• COMPLETE THE FOLLOWING
A – List the numbered topics given at the top of the press summary below.
B – According to the press summary below, what headline did Die Welt run?
C – Carry on the press summary below from the point where it stops.

===== TEXT BLOCK =====

1. Lead Stories Summary
2. President Obama in Asia
3. Strategy on Afghanistan
4. US-EU SWIFT Agreement
5. President Medvedev's address to the nation
6. Turkish-Kurdish Conflict

1. Lead Stories

Primetime TV newscasts and a few newspapers opened with stories on
Defense Minister Guttenberg's visit to Afghanistan. Die Welt
headlined: "NATO: exit from Afghanistan begins as of 2010."
Sueddeutsche and FT Deutschland opened with criticism from "wise
economists" of the coalition agreement. Other papers led with
stories on energy policy, protests by students and the suicide of
Germany's soccer goal keeper Robert Enke. Editorials focused on
Afghanistan and Russian President Medvedev's annual address to the
nation.

===== STORED DATA =====

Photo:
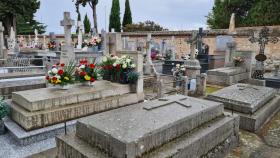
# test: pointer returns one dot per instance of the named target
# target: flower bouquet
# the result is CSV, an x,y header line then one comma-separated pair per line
x,y
124,65
238,61
86,73
61,75
51,45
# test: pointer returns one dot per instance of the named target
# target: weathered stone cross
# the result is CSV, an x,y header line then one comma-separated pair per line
x,y
164,102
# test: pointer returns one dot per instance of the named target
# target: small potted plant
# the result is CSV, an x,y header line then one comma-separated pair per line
x,y
86,73
133,77
61,75
4,111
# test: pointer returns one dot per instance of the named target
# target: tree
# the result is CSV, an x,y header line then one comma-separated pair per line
x,y
127,18
143,26
92,4
27,27
11,9
115,19
264,12
87,25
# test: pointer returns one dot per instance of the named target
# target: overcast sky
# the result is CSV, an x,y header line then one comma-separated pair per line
x,y
171,14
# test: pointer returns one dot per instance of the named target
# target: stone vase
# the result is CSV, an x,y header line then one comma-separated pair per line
x,y
2,127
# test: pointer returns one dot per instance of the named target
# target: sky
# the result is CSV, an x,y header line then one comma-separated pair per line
x,y
171,14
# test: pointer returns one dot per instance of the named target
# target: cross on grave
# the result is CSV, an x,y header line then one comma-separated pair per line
x,y
1,40
164,102
262,40
67,53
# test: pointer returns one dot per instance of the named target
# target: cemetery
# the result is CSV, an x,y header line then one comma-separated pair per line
x,y
97,93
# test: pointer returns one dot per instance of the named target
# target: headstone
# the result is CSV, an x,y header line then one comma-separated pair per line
x,y
80,35
67,53
1,40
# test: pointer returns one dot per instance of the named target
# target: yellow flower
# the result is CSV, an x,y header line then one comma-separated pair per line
x,y
87,77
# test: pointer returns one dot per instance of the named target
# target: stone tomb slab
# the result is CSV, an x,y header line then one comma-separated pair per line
x,y
243,98
136,129
50,98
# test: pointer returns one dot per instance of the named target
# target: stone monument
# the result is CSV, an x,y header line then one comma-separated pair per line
x,y
175,126
1,40
192,65
80,35
67,52
254,104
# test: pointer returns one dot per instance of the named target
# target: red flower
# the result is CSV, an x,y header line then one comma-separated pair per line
x,y
91,66
54,78
60,72
83,73
92,79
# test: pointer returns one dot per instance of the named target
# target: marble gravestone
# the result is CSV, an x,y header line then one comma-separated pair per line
x,y
254,104
176,126
67,53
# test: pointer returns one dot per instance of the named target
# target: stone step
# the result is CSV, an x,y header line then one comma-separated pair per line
x,y
136,129
34,120
254,122
49,98
220,134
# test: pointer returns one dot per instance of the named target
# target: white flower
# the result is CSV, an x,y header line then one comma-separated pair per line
x,y
54,70
104,59
82,67
133,65
124,66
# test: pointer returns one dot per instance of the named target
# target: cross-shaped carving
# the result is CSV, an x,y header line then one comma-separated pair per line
x,y
67,22
164,102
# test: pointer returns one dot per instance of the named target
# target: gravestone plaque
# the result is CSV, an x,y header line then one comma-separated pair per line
x,y
221,42
243,98
132,131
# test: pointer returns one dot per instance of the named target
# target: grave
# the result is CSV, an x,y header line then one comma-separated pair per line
x,y
254,104
175,126
232,74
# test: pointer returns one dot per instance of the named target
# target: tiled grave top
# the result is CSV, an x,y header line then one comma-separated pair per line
x,y
46,98
243,97
136,129
227,71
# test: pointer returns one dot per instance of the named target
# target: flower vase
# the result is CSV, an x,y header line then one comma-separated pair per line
x,y
2,127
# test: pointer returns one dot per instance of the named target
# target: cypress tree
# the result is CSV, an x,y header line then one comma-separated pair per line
x,y
87,25
115,19
127,18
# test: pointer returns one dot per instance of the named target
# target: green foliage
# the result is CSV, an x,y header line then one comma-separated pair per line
x,y
4,109
92,4
11,9
133,77
115,19
87,25
27,27
143,26
247,13
127,18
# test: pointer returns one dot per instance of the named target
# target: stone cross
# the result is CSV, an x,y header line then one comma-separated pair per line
x,y
36,37
1,40
262,40
67,53
80,35
164,102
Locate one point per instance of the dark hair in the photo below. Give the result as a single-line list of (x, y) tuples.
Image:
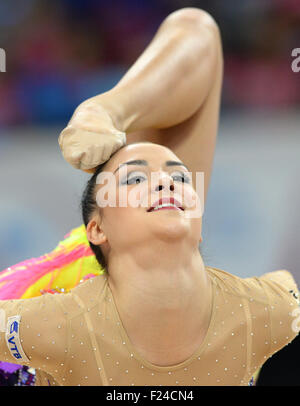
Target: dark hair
[(88, 205)]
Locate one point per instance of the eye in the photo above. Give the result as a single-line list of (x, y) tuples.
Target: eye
[(181, 177), (133, 179)]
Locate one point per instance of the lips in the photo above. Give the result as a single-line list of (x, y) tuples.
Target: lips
[(166, 203)]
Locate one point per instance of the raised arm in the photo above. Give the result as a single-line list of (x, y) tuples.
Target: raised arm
[(170, 96)]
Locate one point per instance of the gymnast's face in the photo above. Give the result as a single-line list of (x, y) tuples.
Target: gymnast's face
[(150, 194)]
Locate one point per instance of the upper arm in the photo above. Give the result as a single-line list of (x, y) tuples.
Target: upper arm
[(194, 139), (35, 333), (282, 292)]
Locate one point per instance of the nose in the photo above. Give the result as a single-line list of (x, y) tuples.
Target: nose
[(164, 182), (161, 187)]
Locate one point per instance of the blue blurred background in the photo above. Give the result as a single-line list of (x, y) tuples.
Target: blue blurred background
[(61, 52)]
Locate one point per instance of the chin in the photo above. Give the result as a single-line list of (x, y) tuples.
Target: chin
[(172, 229)]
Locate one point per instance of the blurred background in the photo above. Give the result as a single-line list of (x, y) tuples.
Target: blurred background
[(61, 52)]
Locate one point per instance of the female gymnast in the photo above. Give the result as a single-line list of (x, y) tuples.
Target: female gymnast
[(138, 306)]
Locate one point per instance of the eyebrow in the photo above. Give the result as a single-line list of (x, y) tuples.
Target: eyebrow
[(145, 163)]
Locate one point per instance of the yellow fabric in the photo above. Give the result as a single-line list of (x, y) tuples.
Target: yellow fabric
[(78, 338)]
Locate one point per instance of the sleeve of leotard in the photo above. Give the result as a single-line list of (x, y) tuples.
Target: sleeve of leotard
[(284, 311), (33, 332)]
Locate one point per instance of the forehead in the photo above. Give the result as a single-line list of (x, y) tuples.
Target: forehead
[(154, 154)]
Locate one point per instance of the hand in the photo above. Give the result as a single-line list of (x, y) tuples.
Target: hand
[(90, 137)]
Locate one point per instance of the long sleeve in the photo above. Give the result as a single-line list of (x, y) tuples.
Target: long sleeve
[(284, 310), (33, 332)]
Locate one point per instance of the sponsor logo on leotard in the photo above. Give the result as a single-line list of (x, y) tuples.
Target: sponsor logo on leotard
[(13, 339)]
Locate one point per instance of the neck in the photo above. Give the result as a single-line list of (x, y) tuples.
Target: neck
[(169, 288)]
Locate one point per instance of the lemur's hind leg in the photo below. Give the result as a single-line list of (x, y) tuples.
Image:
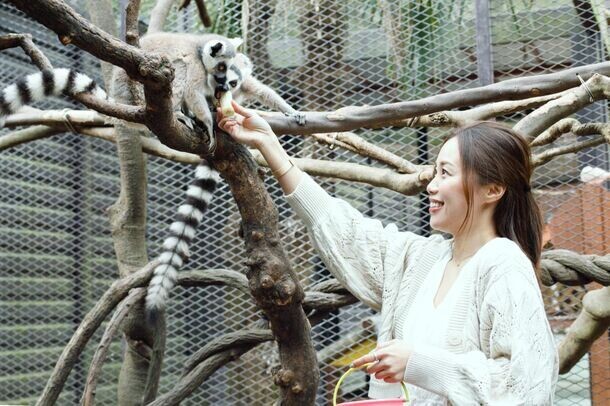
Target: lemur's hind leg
[(197, 105), (298, 117)]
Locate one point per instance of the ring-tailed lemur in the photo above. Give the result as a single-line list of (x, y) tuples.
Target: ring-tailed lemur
[(244, 87), (38, 86), (200, 66), (182, 231)]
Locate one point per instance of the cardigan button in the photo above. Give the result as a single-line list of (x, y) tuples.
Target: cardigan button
[(453, 340)]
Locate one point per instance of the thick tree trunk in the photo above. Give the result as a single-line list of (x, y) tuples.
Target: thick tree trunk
[(272, 281), (128, 224)]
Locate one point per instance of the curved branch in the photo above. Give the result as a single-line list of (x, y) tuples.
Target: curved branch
[(117, 291), (15, 138), (153, 71), (592, 322), (225, 342), (158, 15), (570, 125), (95, 369), (273, 283), (24, 41), (573, 269), (547, 155), (388, 114), (542, 118)]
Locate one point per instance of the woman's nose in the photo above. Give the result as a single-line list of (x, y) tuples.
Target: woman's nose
[(432, 186)]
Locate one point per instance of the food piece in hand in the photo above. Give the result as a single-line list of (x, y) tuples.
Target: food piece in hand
[(225, 104)]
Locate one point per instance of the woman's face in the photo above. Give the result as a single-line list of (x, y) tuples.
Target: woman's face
[(448, 205)]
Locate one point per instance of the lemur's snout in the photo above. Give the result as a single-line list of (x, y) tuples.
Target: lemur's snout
[(220, 89)]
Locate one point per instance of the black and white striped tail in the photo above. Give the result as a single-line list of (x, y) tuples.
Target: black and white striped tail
[(40, 85), (182, 231)]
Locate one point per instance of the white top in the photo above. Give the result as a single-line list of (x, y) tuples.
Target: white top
[(426, 324), (498, 348)]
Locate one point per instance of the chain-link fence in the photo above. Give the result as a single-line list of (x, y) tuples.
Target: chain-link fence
[(56, 253)]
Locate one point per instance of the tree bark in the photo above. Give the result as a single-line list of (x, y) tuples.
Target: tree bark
[(272, 282), (128, 225)]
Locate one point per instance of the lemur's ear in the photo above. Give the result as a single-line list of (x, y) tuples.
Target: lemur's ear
[(214, 49), (236, 42)]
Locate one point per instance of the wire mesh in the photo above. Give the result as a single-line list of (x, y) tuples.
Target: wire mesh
[(56, 253)]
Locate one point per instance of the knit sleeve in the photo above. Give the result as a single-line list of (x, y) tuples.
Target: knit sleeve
[(353, 247), (519, 365)]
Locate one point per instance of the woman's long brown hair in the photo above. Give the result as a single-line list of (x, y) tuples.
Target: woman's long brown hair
[(494, 153)]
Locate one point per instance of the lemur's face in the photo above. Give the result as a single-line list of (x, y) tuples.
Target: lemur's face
[(238, 71), (217, 58)]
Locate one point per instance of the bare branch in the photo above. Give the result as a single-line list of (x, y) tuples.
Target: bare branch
[(29, 134), (102, 15), (592, 322), (225, 342), (570, 125), (99, 357), (204, 370), (132, 34), (58, 118), (573, 269), (154, 72), (595, 88), (549, 154), (122, 111), (389, 114), (25, 42), (158, 15), (117, 291)]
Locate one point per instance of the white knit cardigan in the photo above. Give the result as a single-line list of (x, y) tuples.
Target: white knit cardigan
[(500, 348)]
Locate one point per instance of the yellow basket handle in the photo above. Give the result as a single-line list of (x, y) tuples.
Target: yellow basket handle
[(349, 371)]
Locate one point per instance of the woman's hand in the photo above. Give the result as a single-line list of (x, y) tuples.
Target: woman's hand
[(246, 127), (391, 361)]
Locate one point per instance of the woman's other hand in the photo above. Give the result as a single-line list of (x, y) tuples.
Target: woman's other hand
[(389, 361), (246, 127)]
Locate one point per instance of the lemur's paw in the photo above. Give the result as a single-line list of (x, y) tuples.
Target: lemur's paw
[(212, 146), (185, 119), (298, 117)]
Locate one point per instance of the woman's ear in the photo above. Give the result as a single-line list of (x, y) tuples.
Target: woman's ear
[(494, 192)]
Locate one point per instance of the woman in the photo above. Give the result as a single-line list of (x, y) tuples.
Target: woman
[(462, 320)]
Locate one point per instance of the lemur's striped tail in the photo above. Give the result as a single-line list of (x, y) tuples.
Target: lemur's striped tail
[(39, 85), (182, 231)]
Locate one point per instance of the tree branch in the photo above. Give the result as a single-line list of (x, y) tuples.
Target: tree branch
[(135, 295), (272, 282), (592, 322), (25, 42), (29, 134), (153, 71), (122, 111), (117, 291), (542, 118), (158, 15), (389, 114)]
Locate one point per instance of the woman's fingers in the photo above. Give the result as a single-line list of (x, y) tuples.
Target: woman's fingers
[(241, 110), (385, 344), (365, 359), (376, 368)]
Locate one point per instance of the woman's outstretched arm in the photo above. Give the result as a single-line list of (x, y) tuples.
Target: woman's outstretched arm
[(252, 130)]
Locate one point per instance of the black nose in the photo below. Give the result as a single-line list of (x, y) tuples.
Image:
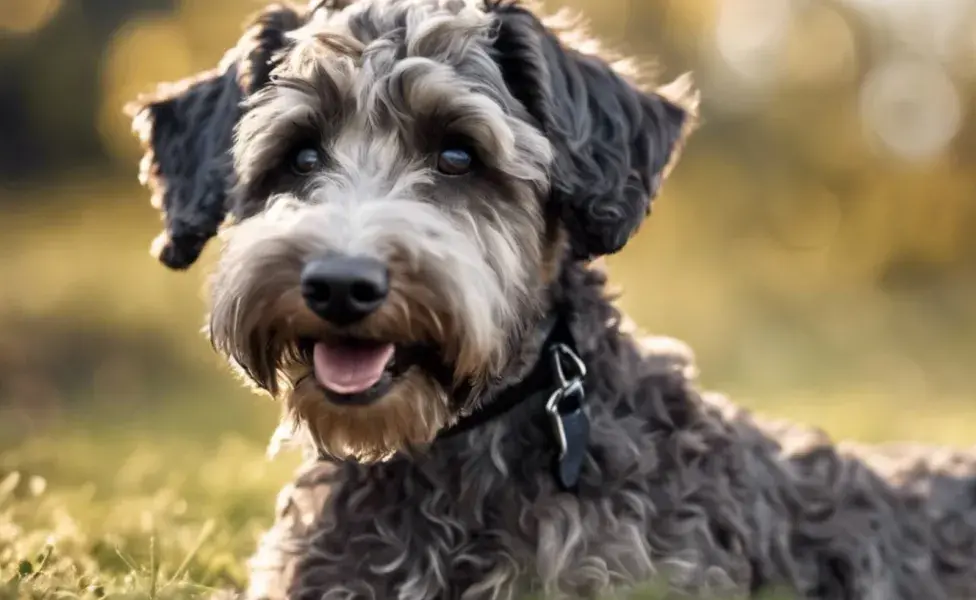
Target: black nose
[(344, 289)]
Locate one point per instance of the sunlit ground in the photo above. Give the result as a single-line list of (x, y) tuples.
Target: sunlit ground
[(132, 462)]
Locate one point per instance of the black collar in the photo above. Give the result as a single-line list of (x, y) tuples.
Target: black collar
[(555, 384)]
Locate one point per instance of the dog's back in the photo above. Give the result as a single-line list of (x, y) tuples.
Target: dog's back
[(795, 513)]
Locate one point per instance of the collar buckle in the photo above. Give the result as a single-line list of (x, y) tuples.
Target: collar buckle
[(567, 412)]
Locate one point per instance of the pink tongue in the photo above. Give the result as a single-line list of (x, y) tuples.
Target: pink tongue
[(347, 369)]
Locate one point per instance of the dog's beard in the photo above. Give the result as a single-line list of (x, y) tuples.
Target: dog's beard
[(408, 415)]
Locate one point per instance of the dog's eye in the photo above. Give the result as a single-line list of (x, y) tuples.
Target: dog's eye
[(454, 161), (306, 160)]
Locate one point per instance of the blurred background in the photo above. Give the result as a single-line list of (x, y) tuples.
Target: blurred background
[(816, 246)]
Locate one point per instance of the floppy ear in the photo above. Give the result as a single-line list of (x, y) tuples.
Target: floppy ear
[(187, 129), (613, 143)]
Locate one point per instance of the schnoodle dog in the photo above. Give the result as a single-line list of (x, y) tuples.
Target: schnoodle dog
[(413, 197)]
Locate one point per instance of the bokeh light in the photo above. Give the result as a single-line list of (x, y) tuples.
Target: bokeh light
[(912, 107)]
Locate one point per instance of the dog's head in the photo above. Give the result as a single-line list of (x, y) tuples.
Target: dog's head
[(402, 180)]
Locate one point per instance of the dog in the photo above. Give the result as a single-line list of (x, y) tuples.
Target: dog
[(414, 197)]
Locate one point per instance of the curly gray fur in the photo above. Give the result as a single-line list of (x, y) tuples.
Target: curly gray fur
[(678, 484)]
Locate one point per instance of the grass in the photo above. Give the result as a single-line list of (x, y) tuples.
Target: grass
[(133, 507), (164, 503)]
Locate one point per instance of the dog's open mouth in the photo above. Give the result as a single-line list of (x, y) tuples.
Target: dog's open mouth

=====

• REPLIES
A –
Lead Stories Summary
President Obama in Asia
Strategy on Afghanistan
US-EU SWIFT Agreement
President Medvedev's address to the nation
Turkish-Kurdish Conflict

B – "NATO: exit from Afghanistan begins as of 2010."

C –
2. President Obama in Asia

Die Welt headlined "Obama is visiting a self-confident Japan," and
remarked: "When Obama started his round trip through Asia in Japan
today, he untypically focused on old and tested approaches because
Tokyo is still the most reliable partner in the region.... With
Yukio Hatoyama in Japan, Obama meets a prime minister whose thinking
is very similar to that of Obama's. Both have an idealistic
understanding of politics, the intention to limit the excesses of
capitalism and to reach out internationally-Obama to the Middle East
and Hatoyama to Asian neighbors.... Hatoyama focuses on
communicating with his neighbors, particularly China; He dreams of
an East Asian community with one currency. The question only is
which role the U.S. can play in this. Although America wants to
help integrate Asia and Hatoyama stresses how important America's
participation is, China is not interested... Given an unpredictable
China, Japan needs the U.S. nuclear shield and therefore inevitably
continues to be a junior partner. Concerning relations with
Beijing, Obama is thinking of his own interests: when he travels to
China on Sunday, he wants better access for American goods to the
Chinese market, a more dollar-friendly currency policy and China's
cooperation in the dispute with Iran."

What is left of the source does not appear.